> **ЗАДАНИЕ A**
Ответьте по отрывку о писателе и семье на три вопроса:
(i) С чем сравнивается подающий надежды писатель?
(ii) Чего ребенок, по-видимому, в первую очередь хотел от родных?
(iii) Ценой чего ему придется отвоевывать себе независимость?

> **ЦИТИРУЕМЫЙ ТЕКСТ**
Книга стыда. Стыд в истории литературы
Шрифт:
Для подчиняющейся авторитетам семьи писатель означает угрозу скандала. Это так. Семья постоянно настороже. Она защищает себя. Подающий надежды писатель — это троянский конь среди мирного очага. Не бросит ли он вызов самым истокам, не выставит ли на всеобщее обозрение то, что клан на протяжении веков пытался скрыть? Это нужно подавить, задушить в зародыше.
Ребенок, со своей стороны, тоже беспокоится. Что подумает отец, спрашивает он себя, что подумают мать, сестры, братья, семья о том, что я сочиняю? Те слова, которые я пишу, — не направлены ли они как раз против них, против их влияния? Дам ли я им это прочитать? Не набросятся ли они на меня, к своему стыду, да и к моему стыду тоже? И тогда меня еще больше, чем когда-либо, станут отвергать, отталкивать, при том что я, напротив, и, по-видимому, в первую очередь хотел их признания? Ему придется, ценой некоторой отчужденности, отвоевывать себе независимость. Но вместо того чтобы отвернуться от родственников, он, во всей своей наивности, пойдет прямо навстречу гибели: он хотел бы, чтобы его любили за его предательство.

Собранные записи данных
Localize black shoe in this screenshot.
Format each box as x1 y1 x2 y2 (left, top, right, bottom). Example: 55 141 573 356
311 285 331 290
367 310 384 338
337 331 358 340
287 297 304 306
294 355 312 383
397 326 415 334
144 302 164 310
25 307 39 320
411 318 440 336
--
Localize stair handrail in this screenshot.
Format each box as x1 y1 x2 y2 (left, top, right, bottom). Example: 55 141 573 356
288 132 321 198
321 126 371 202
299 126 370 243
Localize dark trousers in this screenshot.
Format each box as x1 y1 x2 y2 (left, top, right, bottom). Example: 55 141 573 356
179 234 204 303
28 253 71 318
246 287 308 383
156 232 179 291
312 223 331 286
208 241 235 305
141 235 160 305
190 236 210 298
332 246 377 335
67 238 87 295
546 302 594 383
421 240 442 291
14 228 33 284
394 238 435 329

> **ЗАДАНИЕ B**
Отредактируйте записи, начиная со строки, содержащей «Localize stair handrail in this screenshot.», и заканчивая строкой, содержащей «394 238 435 329»: замените «dark trousers» на «black pants», оставив все остальное без изменений. Приведите только эти строки.

> **РЕШЕНИЕ ЗАДАНИЯ A**
(i) С троянским конем среди мирного очага.
(ii) Их признания.
(iii) Ценой некоторой отчужденности.

> **РЕШЕНИЕ ЗАДАНИЯ B**
Localize stair handrail in this screenshot.
Format each box as x1 y1 x2 y2 (left, top, right, bottom). Example: 55 141 573 356
288 132 321 198
321 126 371 202
299 126 370 243
Localize black pants in this screenshot.
Format each box as x1 y1 x2 y2 (left, top, right, bottom). Example: 55 141 573 356
179 234 204 303
28 253 71 318
246 287 308 383
156 232 179 291
312 223 331 286
208 241 235 305
141 235 160 305
190 236 210 298
332 246 377 335
67 238 87 295
546 302 594 383
421 240 442 291
14 228 33 284
394 238 435 329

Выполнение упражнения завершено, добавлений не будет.